■ GIVEN REQUEST:
Rewrite every line in the stretch of records from the line containing "Where can the shrub be found here?" through the line containing "[[412, 438], [574, 438]]", request lines included, and give only those lines. In the answers, multiply each x and y coordinate by 1.5 and round to a whole number, with halves rounding up.

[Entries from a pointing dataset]
┌────────

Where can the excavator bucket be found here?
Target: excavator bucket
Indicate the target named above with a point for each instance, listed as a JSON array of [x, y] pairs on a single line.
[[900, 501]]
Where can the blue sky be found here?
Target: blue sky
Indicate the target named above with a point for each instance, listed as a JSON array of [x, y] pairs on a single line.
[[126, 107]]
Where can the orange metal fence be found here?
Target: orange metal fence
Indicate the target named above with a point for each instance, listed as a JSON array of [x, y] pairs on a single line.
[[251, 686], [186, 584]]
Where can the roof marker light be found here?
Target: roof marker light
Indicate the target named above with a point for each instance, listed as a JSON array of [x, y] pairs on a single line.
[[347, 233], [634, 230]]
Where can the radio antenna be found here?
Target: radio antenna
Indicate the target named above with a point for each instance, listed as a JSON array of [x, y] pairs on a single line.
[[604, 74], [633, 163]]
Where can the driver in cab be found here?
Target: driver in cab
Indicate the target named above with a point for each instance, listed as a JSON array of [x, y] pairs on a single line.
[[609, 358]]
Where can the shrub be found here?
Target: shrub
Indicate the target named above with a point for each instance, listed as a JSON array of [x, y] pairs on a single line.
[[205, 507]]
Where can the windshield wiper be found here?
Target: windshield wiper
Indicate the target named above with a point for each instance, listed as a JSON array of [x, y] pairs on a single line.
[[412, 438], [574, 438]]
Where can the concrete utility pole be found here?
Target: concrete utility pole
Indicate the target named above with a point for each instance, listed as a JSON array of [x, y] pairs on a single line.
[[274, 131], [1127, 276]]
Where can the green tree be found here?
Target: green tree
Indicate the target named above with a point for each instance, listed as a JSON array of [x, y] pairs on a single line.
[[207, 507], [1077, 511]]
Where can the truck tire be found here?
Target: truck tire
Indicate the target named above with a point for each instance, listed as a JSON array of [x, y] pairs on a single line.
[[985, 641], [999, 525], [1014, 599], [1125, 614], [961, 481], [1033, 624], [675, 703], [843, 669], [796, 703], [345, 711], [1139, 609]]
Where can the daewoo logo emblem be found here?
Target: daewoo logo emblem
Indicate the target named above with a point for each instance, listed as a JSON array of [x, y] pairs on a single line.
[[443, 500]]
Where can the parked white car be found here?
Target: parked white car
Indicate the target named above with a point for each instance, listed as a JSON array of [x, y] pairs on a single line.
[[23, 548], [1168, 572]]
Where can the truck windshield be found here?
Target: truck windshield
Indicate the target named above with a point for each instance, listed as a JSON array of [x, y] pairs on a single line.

└────────

■ CORRECT RESPONSE:
Where can the shrub be found here?
Target: shrub
Indicate the target named above with a point for each instance, listed as a JSON array of [x, y] pairs on a single line.
[[308, 761]]
Where can the windshield wiper be found here?
Target: windshield wiper
Indicate the target named above with a point for each instance, listed as a JSON array of [x, y] pairs on a single line.
[[618, 657], [861, 657]]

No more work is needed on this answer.